> **Objectives**
• 1. Gather each line of the listing below that contains the string "white", and copy those lines in full.
• 2. Pick up the post on self-publishing below right after its last sentence and continue writing it.

> **Document text**
###

September 21st, 2011

When I was speaking on my last trip, in the Bay Area, I talked about writing a book.

Here are two questions I got from one of the attendees, via email:

How does one go about self-publishing? and Why is this better than attempting to get one’s book published by a well know publisher?

There’s another, bigger, question that needs to be answered first.  That is: what do you hope to accomplish with your published book?  Is it book sales ($$), or is it fame, or is it a stronger brand (as an expert)?  Or something else?

Knowing that might affect how you approach your own book plans.

But back to her two questions:

First question. How does one go about self-publishing?

I had an eye-opening moment when my publisher (Happy About) told me he does around (or over) 250 tasks for an author.  The obvious include copy editing (the words) and layout editing (preparing it for the printer).  He has his distribution channels (mainly Amazon, I think), and he does fullfillment (he ships the books when people order).  He handles money, and taxes, and refunds, etc.

###

> **Data for this task**

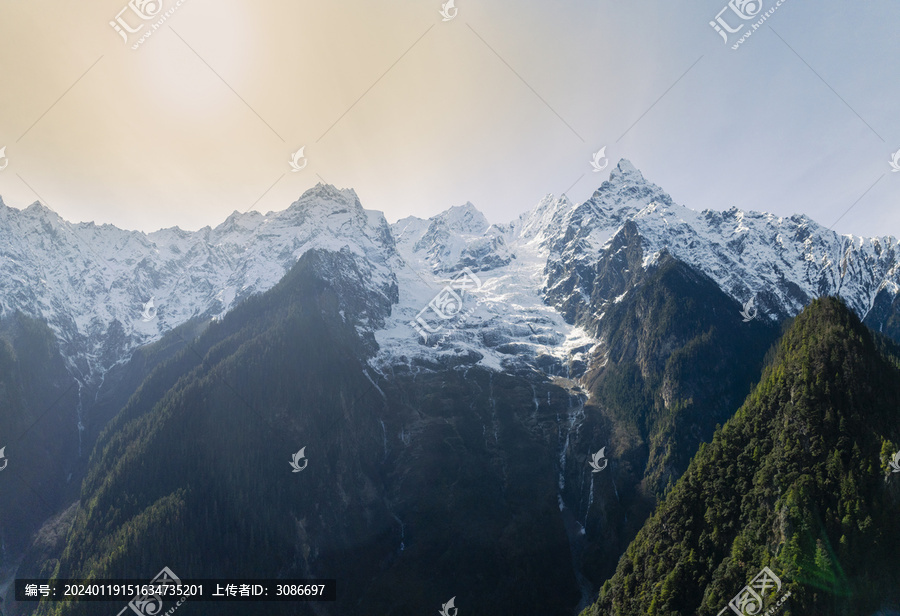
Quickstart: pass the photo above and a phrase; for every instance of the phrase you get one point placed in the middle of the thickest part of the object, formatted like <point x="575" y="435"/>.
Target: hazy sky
<point x="499" y="106"/>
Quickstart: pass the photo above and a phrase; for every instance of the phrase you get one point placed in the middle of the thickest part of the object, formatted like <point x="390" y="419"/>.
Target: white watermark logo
<point x="139" y="11"/>
<point x="895" y="462"/>
<point x="895" y="160"/>
<point x="726" y="24"/>
<point x="449" y="609"/>
<point x="152" y="604"/>
<point x="149" y="312"/>
<point x="596" y="458"/>
<point x="749" y="312"/>
<point x="446" y="305"/>
<point x="296" y="458"/>
<point x="296" y="157"/>
<point x="448" y="10"/>
<point x="749" y="602"/>
<point x="598" y="156"/>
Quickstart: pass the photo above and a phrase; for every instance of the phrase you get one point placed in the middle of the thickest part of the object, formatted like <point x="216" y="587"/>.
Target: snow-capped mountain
<point x="530" y="290"/>
<point x="91" y="283"/>
<point x="782" y="262"/>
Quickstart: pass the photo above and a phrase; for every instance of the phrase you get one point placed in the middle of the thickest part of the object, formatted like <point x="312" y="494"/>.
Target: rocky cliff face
<point x="451" y="380"/>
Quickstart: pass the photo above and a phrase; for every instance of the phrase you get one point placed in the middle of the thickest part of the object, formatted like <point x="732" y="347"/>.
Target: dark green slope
<point x="38" y="431"/>
<point x="675" y="359"/>
<point x="439" y="482"/>
<point x="194" y="472"/>
<point x="797" y="481"/>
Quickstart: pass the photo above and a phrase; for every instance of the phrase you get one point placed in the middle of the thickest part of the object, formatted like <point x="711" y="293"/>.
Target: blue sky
<point x="499" y="106"/>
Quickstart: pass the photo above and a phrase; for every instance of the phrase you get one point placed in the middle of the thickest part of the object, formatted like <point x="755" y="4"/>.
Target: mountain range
<point x="449" y="379"/>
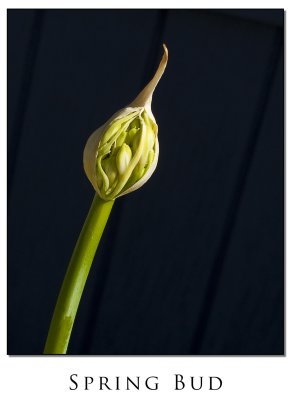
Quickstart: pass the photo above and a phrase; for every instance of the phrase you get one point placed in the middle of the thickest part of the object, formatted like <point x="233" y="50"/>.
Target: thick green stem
<point x="76" y="276"/>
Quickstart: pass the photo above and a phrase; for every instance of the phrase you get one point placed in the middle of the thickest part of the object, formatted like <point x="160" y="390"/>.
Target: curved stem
<point x="76" y="276"/>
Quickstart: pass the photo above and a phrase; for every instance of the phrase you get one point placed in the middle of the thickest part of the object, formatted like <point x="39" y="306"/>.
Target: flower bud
<point x="122" y="154"/>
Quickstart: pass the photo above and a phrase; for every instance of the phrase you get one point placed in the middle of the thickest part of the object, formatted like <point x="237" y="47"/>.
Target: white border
<point x="35" y="377"/>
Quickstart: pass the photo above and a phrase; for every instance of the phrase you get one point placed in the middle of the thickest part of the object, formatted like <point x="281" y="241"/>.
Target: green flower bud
<point x="122" y="154"/>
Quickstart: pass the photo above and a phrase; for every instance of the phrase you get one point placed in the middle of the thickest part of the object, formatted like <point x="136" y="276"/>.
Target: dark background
<point x="192" y="263"/>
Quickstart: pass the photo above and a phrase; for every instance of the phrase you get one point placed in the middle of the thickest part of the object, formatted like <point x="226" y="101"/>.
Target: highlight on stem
<point x="119" y="157"/>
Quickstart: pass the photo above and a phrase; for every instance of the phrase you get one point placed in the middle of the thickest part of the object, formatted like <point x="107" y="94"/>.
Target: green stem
<point x="76" y="276"/>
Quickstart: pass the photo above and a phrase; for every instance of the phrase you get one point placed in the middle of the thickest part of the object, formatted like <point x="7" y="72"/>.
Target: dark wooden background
<point x="193" y="263"/>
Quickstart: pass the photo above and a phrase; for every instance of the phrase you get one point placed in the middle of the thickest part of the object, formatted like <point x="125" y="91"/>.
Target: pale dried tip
<point x="145" y="97"/>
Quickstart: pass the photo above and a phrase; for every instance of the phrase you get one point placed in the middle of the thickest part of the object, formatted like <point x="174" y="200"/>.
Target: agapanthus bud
<point x="122" y="154"/>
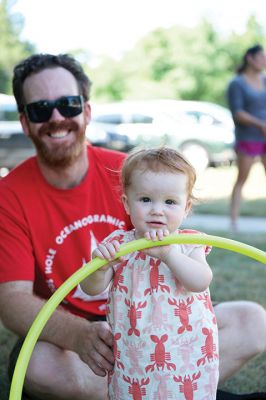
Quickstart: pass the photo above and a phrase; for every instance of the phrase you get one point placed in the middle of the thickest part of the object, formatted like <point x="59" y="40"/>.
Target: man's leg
<point x="242" y="334"/>
<point x="55" y="374"/>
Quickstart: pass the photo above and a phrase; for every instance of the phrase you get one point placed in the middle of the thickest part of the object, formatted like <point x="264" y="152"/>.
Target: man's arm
<point x="92" y="341"/>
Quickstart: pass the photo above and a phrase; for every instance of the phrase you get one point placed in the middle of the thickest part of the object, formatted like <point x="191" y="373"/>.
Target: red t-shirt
<point x="48" y="233"/>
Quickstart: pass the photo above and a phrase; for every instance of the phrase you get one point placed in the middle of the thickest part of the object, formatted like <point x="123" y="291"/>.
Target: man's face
<point x="60" y="140"/>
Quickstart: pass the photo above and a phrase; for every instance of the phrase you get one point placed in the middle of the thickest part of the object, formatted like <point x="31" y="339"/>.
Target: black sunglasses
<point x="41" y="111"/>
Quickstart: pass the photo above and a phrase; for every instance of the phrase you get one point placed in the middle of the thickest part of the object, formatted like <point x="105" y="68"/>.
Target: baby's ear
<point x="125" y="203"/>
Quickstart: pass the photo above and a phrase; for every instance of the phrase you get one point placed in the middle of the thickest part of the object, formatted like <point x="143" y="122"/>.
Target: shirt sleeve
<point x="16" y="252"/>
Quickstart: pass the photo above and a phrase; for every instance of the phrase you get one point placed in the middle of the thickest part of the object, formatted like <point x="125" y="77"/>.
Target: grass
<point x="235" y="276"/>
<point x="213" y="189"/>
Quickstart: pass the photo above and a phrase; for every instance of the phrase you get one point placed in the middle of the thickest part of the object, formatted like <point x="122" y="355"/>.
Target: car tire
<point x="197" y="155"/>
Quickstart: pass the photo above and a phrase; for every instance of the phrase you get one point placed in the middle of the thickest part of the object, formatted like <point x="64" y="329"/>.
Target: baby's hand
<point x="107" y="251"/>
<point x="155" y="235"/>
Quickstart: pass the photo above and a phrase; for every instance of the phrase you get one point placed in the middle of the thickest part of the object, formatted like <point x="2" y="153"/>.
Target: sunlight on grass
<point x="217" y="183"/>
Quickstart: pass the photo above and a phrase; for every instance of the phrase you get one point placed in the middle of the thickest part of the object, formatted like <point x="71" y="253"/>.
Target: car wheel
<point x="197" y="155"/>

###

> **Expected results**
• 1.
Target: white watermark logo
Target: white border

• 2.
And over 200 other things. (hear a podcast interview he did with me on why you shouldn’t self publish :) )

When I was towards the end of my second book I had totally planned on self-publishing.  However, by the time I was done, I was ready to hand it off and have someone else do all of the rest of the work. I was tired, having put heart-and-soul into that big project, and I wanted to essentially outsource the rest.

My plan for my next books is to self-publish, and right now that feels right. I am getting all my ducks in a row to do this, and know I’ll spend time getting my ISBN number, working with designers and editors, the printer, etc.  But it’s a challenge I think I want to undertake right now :)  We’ll see if that changes, like it did last time.

Here’s a high level overview on self-publishing:

  1. Write the manuscript.
  2. Have it edited (copy editing)
  3. Have it prepared for the printer (layout editing)
  4. Have all book cover stuff ready and designed (including ISBN, UPC bar code, inclusion of testimonials and foreword, etc.)
  5. Send order to printer (assuming you’ve gotten bids and picked one)

Now, you have at least 100 books in your “inventory.”  Good luck with that.  What you do with those is for another blog post :)

Second question: Why is this better than attempting to get one’s book published by a well know publisher?

I’ll never forget when a Dan from Wiley, a major publisher, reached out to me to pitch me on a book proposal.  It was very exciting at first, but after a while the whole thing fell apart. He reached out to me, and then they rejected the idea, after I put hours into the proposal.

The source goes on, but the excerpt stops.